• [Enunciado] Escreva a continuação do texto sobre as origens da aldeia de Viadal, começando logo a seguir à última frase apresentada.

• [Excerto]
══════════

PARTE I
1. Introdução.
Tendo nós visto a luz do dia na pequena aldeia de Viadal, situada nas faldas da Serra da Freita, habituamo-nos, desde petizes, a ouvir as lendas dos seus habitantes e das povoações circunvizinhas.
Há cerca de quatro décadas, cientes de que tudo aquilo se ia perder, começamos por fazer recolhas orais e apontamentos, junto dos moradores mais idosos.
Destes, destacamos: – os irmãos, tios Júlio e José Quintal e a sua sobrinha tia Lina, ainda viva, mas com grandes problemas de saúde. Para tanto, redigimos, em 1986, a Monografia de Viadal (1), apoiados em Inquéritos que lançamos junto dos residentes e em pesquisas da Imprensa Local, nomeadamente o Jornal de Cambra.
Conhecedores de uma data – 1689 – existente no Santuário de Nossa Senhora da Ouvida, quisemos documentarmo-nos sobre o aparecimento do dito culto, em Viadal, validando o que se dizia sobre Nossa Senhora e a fundação do lugar.
Todos os informantes eram unânimes de que os primeiros moradores se teriam instalado no Lugar de Baixo, mais propriamente onde passa a atual estrada e no local da casa do tio Floriano Brandão, por aí terem aparecido restos de fogueiras e cerâmica.
Já nas redondezas, foram também encontrados vestígios da ocupação humana em Beijós (2) e no Choilinho, junto a Covas. Deste último nos ocuparemos, mais abaixo.
Graças a importante trabalho, de Anita Pereira Tavares (3), podemos referir, com fiabilidade, que Viadal já tinha, pelo menos, três moradores em 1284, e mais alguns em Covas.
2. Viadal ao tempo do rei D. Dinis, ano de 1284 d.c.
A maioria das freguesias de Cambra já existia em 1284 com a atual configuração, nomeadamente a de Cepelos a que Viadal, desde sempre, pertence.
O mesmo pode dizer-se dos seus lugares, com exceção da Póvoa dos Chões. Sabemo-lo pelas diferentes Inquirições ordenadas pelos reis da 1ª dinastia e documentação dos Cartórios Notariais dos Mosteiros e Conventos, com destaque para aqueles localizados em redor (4) de Cambra, nomeadamente Arouca, Grijó, Pedroso e Cucujães.
É precisamente pela Inquirição, mandada fazer, em 1284, pelo rei Lavrador, que ficamos a saber que Viadal, Tabaçó, Vilar, Gatão, Felgueira, Cabrum, e Paço do Mato já existiam então.
Mais nos diz o mencionado escrito que havia moradores em Carvalhal Benfeito, junto a Tabaçó, e Covas em Viadal.
Estes últimos dois sítios não são localizados pela historiadora. Julgamos, contudo, saber onde ficam, nomeadamente Covas.
Com efeito, há vários anos que o demandamos, embora ali bem perto, no Choilinho. Vejamos.
3. A expedição a Covas e ao Choilinho, ano de 2002.

══════════

• [Dados fornecidos]

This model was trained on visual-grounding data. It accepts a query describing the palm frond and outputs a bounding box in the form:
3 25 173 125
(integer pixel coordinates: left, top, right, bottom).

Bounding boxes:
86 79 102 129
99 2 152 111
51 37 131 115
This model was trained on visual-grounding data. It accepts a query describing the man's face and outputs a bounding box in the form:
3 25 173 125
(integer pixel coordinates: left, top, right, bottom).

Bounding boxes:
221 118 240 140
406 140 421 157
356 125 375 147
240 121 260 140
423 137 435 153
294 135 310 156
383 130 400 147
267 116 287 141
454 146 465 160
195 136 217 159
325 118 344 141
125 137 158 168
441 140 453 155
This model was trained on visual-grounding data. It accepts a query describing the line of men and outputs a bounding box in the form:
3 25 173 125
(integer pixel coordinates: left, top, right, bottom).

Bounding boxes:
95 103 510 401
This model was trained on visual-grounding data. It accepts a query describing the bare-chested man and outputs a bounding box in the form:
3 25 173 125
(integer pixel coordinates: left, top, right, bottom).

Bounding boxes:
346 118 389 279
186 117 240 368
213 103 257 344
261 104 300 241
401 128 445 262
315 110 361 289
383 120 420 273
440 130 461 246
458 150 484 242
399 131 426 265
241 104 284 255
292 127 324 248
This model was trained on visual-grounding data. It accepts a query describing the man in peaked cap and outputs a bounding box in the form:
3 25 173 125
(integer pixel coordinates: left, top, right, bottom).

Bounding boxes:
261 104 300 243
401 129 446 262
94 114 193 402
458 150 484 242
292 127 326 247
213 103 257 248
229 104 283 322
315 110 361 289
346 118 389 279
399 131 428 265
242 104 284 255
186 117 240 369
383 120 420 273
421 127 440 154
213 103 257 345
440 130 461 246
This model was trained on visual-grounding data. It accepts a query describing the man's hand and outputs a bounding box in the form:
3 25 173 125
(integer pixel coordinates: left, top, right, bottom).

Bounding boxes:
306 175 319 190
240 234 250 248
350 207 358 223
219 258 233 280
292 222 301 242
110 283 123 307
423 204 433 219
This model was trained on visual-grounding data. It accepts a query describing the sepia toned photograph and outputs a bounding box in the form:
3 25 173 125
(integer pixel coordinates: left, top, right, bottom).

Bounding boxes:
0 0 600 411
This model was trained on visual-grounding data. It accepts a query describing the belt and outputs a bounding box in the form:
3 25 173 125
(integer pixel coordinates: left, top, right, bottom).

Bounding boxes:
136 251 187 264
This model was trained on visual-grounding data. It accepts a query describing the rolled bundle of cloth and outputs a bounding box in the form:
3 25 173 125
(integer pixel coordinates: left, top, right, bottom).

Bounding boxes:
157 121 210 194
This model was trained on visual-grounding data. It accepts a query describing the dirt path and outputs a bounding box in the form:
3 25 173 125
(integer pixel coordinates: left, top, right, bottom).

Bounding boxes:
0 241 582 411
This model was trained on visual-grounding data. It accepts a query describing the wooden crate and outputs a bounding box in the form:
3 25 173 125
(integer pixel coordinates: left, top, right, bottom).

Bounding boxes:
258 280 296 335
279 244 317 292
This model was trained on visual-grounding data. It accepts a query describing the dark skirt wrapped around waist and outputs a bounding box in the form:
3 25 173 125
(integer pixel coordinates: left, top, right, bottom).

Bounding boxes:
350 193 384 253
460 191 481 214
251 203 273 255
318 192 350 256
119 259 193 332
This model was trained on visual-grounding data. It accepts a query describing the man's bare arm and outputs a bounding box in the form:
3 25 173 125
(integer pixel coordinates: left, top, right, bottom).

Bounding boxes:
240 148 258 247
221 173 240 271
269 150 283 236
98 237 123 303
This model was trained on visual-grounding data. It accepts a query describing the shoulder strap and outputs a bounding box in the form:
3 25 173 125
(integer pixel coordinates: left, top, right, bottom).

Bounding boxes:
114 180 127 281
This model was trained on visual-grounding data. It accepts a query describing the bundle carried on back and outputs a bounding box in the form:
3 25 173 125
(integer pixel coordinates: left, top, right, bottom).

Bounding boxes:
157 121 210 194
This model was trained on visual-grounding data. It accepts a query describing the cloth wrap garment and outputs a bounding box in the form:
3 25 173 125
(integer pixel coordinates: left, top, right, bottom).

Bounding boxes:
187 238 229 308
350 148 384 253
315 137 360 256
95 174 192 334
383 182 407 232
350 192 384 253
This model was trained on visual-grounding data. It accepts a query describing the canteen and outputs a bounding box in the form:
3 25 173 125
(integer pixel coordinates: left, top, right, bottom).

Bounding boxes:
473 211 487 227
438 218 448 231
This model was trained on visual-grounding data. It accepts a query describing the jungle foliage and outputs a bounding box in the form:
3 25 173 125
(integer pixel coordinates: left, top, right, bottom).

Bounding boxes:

══════════

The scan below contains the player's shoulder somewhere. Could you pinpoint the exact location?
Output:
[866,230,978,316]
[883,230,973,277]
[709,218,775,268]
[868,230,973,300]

══════════

• [Resposta proposta]
Duas questões se nos têm levantado com a existência deste povoado, que terá tido, supomos, poucos moradores:
a) – A lenda da sua existência que nos diz:
“No Choilinho viviam moradores que adoeceram. Os de Viadal não quiseram tomar conta deles. Já os de Paço do Mato tomaram essa iniciativa.
Por isso, aquando da partilha do monte, a parte que lhes pertencia ficou para os daquele lugar. Isto é, desde a Tapada até à Urtieira, junto ao caminho que vai para a Póvoa”. (recolha em Viadal em 2002).
b) O facto do Choilinho ter pertencido a Paço do Mato, freguesia de Rôge, apesar de se localizar na margem esquerda do Caima. Baseados naquele relato, preparamos, em 2002, uma “expedição ao Choilinho”, acompanhados pela tia Lina, boa conhecedora do local e pelo Beto – Alberto Brandão – que então vivia em Viadal.
Talvez o título mais adequado fosse o de “sertanejos do Riba Caima”, mas foi aquele o que prevaleceu, pois é assim que temos arquivados os apontamentos e fotografias do local.
Devidamente apetrechados de foice, enxada, caderno, caneta e máquina fotográfica, capitaneados pela tia Lina, pusemo-nos em marcha. Saídos de Viadal chegamos ao vale das Regadas (5), no caminho antigo para Paço de Mato e Póvoa dos Chões.
Aí, viramos à esquerda e entramos na quelha (6), até alcançarmos as leiras das Cardosas, então com eucaliptos. É aqui, abaixo destas, que se encontra o provável sítio onde terão vivido os ditos moradores.
As supostas ruínas estavam cobertas de musgo e matagal, num declive e junto a um penedo. Cortados alguns arbustos, verificamos haver vestígios de construções ou muros no local, já que as pedras parece terem sido trabalhadas.
As paredes/vedações das cavadas são-lhe perpendiculares. Em frente, Paço do Mato bem visível. Mais abaixo, e à esquerda das prováveis construções, vimos uma presa com um engenho, onde era possível os moradores abastecerem-se de água para as suas necessidades diárias e rega.
A propriedade era, em 2002, pertença de um habitante de Paço de Mato. Tiramos então algumas fotos que aqui deixamos para memória futura.
4. Será o Choilinho de 2002 a localidade de Covas de 1284?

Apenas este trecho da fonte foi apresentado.